* Text provided:

________________________________________

We know some very important facts about COVID-19, including that vaccines work well. I do not think we understand as much as we should about the effects of government policies on the pandemic. For instance, any medical professional would wear personal protective gear while treating a patient with COVID, but it is less clear that requiring a population to wear masks has any effect. There is often a big slippage between voluntary behavior by trained professionals and large-scale mandates.
I did my own light modeling last April and found no effects of state masking and vaccination mandates on COVID mortality rates. I did find that COVID deaths by US state reflected the percentage of the population who had been in poor health before the pandemic, GOP vote share (Trump support meant higher death rates), Black/White segregation, economic inequality, the percent of the population over age 65, the incarceration rate, and a lower college graduation rate. (Statistically significant correlates: the first three. Adjusted r-square of the whole model = .699).
A new paper by Sun & Biseti examines the effects of state policies on county-level COVID death rates during the first 39 weeks of the pandemic, i.e., before vaccines were available and before masks were being widely recommended. They create a “stringency index” composed of “closures of schools, closures of workplaces, cancellations of public events, restrictions on gatherings, closures of public transport, stay-at-home orders, restrictions on domestic movement, and restrictions on international travel.”

________________________________________

* Exercise instructions: From the text on COVID-19 policy effects, pull out everything from "I did my own" down to "model = .699)." word for word.

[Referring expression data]
________________________________________

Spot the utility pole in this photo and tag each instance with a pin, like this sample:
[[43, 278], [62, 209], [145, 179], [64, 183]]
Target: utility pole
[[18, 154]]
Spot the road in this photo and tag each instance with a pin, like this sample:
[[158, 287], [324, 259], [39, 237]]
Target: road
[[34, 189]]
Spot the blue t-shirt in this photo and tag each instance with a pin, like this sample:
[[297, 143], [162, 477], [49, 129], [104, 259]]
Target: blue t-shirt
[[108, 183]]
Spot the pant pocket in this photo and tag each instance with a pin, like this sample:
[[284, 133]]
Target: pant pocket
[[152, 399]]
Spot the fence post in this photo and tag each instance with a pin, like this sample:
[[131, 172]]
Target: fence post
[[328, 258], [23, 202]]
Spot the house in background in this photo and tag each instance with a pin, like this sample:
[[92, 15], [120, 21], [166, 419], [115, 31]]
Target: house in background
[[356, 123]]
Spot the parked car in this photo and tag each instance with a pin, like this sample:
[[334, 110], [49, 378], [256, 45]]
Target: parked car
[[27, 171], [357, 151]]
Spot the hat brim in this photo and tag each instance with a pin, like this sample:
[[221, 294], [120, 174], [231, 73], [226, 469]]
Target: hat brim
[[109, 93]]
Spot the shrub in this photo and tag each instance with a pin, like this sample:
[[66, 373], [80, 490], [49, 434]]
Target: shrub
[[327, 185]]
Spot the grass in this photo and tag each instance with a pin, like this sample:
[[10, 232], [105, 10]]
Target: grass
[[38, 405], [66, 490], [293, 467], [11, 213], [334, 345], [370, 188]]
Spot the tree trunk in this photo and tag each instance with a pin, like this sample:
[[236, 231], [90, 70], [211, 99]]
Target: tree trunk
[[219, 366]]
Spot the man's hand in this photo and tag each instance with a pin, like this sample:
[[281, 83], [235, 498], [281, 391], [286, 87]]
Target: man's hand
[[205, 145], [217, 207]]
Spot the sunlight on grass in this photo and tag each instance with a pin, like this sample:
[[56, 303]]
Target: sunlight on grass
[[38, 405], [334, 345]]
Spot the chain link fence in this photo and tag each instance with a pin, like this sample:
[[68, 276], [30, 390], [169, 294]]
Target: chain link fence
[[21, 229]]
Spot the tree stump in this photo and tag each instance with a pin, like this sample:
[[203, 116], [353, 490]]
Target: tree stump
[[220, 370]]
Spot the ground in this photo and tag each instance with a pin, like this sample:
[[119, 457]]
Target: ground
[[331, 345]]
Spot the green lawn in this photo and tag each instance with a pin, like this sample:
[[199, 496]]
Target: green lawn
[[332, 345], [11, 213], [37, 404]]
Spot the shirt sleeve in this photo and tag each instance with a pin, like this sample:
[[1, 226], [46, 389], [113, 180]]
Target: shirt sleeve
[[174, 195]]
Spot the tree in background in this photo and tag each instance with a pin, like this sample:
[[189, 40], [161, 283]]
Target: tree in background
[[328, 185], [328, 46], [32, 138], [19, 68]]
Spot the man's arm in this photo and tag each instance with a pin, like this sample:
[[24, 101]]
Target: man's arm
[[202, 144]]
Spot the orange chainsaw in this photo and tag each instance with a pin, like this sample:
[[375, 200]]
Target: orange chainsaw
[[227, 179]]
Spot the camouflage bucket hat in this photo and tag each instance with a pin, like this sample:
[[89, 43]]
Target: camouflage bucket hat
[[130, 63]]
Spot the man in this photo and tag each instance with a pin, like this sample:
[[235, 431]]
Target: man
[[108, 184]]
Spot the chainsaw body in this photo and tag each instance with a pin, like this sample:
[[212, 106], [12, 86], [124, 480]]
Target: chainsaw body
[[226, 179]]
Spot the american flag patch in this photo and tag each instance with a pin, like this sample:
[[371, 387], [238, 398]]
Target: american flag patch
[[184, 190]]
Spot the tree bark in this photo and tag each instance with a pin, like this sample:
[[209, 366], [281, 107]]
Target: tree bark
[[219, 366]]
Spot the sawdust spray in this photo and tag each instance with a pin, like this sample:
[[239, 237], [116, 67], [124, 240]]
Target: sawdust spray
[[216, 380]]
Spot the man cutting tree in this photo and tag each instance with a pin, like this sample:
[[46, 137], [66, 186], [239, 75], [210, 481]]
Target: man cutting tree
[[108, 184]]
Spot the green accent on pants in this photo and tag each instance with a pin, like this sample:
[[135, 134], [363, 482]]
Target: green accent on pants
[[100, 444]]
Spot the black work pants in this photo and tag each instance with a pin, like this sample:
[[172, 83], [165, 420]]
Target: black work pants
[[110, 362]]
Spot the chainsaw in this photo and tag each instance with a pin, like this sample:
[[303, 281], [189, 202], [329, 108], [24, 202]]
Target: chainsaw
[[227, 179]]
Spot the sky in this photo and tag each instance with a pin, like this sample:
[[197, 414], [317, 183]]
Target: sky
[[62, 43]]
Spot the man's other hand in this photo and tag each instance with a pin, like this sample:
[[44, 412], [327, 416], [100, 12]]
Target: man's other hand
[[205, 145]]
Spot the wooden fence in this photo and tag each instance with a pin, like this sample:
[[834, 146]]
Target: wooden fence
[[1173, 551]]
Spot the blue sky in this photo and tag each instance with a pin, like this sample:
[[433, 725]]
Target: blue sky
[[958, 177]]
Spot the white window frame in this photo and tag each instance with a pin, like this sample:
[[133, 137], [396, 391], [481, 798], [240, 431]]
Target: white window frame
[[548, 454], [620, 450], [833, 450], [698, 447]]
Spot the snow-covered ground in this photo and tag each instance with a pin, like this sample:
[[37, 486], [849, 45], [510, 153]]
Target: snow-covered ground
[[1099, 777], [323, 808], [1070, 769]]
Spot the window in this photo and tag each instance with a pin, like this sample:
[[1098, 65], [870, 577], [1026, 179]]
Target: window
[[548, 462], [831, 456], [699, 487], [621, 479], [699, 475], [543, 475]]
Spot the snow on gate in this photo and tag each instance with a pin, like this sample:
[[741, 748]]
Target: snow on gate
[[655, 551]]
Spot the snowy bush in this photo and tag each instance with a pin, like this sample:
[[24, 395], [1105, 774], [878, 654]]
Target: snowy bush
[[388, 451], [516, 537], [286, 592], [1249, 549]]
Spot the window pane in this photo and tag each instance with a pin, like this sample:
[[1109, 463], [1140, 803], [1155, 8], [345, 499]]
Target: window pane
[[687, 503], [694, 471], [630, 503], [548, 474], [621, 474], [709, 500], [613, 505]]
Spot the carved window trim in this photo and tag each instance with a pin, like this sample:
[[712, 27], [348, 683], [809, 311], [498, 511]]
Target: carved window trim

________________________________________

* Task output:
I did my own light modeling last April and found no effects of state masking and vaccination mandates on COVID mortality rates. I did find that COVID deaths by US state reflected the percentage of the population who had been in poor health before the pandemic, GOP vote share (Trump support meant higher death rates), Black/White segregation, economic inequality, the percent of the population over age 65, the incarceration rate, and a lower college graduation rate. (Statistically significant correlates: the first three. Adjusted r-square of the whole model = .699).